*Exercise*.
Every record must appear in the answer exactly as it stands.

%%

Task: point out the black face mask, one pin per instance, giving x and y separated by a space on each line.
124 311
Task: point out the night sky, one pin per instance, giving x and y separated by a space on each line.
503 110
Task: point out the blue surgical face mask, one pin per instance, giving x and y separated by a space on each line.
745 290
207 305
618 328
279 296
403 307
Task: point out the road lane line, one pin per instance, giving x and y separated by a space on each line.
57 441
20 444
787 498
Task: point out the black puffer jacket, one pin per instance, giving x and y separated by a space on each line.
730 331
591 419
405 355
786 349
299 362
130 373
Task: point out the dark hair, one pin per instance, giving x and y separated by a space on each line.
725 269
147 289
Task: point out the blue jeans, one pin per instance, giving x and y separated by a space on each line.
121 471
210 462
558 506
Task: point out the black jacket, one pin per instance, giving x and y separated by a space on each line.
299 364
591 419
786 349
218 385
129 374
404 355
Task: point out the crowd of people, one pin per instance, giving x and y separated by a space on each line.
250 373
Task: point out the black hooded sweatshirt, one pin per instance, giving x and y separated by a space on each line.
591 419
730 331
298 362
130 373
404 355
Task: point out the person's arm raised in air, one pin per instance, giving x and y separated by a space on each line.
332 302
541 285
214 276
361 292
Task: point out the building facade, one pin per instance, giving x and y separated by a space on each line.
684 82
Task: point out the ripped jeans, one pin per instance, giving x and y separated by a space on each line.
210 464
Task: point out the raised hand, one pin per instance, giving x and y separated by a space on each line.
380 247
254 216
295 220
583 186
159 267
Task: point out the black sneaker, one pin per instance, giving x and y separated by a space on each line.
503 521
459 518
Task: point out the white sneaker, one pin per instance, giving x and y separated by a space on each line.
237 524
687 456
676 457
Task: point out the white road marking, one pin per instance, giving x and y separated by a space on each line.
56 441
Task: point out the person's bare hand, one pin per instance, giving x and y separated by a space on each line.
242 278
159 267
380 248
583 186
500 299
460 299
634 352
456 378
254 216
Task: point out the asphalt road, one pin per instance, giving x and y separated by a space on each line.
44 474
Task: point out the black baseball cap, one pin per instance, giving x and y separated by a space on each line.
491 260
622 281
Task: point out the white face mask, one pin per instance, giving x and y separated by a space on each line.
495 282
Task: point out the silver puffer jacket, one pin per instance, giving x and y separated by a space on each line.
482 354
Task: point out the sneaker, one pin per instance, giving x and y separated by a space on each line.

%%

*Answer box*.
Task: point out the black face mask, one pin per instance, giving x and y separated by a space on each line.
124 311
Task: point out the night sky, one pin per instance, giving x and y separated by a space on each line.
503 110
Task: point out the blue surgical face mask, one pin per instance, giving x and y separated by a space on each line.
745 290
207 305
618 328
279 296
403 307
Task: point out the road lane line, one pin per instance, giving x and y separated by a space on each line.
57 441
20 444
787 498
Task: point out the black puffer jacket, one pin per instance, giving x and y separated by a space on each line.
730 331
591 419
405 355
786 349
299 362
130 373
Task: point out the dark hair, one pin per instance, giving x and y separated by a space on each line.
725 269
147 289
Task: point out the blue jeans, one pin per instance, giving x and y separated by a space on each line.
121 471
210 462
558 506
Task: point out the black jacket, one pin per instance, giving x and y separated by a space on each line.
299 364
591 419
786 349
218 385
129 374
404 355
Task: point out the crowd of people, one pin per instance, giving x and y separated by a space on each line.
250 373
Task: point out the black hooded sweatshirt, one pin per instance, giving x and y separated by a space on each line.
591 419
730 331
298 362
130 373
404 355
Task: point out the person's arm raised in air, one pin per instance, giving x and y separated by a space on each line.
332 302
541 285
214 276
361 292
Task: point out the building facade, one pin per instance, giving x and y separated by a space on each line.
684 82
Task: point out the ripped jeans, one pin per instance, giving x and y separated by a space on each line.
210 464
Task: point out the raised hand, one pin per instance, giving x and y separated by a space on each line.
380 247
254 216
295 220
583 186
159 267
Task: point out the black sneaker, one pin per instance, giving x and y separated by a space on each line.
503 521
459 518
Task: point out the white sneaker, one pin per instance, giving x and y separated by a space on each line.
237 524
687 456
676 457
Task: point out the white road marking, one pin per instance, giving x and y separated by a space on each line.
56 441
Task: point out the person's bare hand, one pin per instance, giving x and y separated by a space on each line.
242 278
159 267
380 248
583 186
500 299
460 299
634 352
456 378
254 216
Task: point out the asphalt road, one pin per instance, giving x and y separated by a space on each line.
44 474
Task: point out the black baseball cap, one pin per instance, giving x and y separated by a space on each line.
491 260
622 281
Task: point out the white face mask, one pin per instance, giving x and y separated by a space on each line.
495 282
Task: point out the silver puffer jacket, one pin per instance, giving x and y separated by a space on each line.
482 354
Task: point out the sneaker, one pin per instance, giving x and y separated by a space on each line.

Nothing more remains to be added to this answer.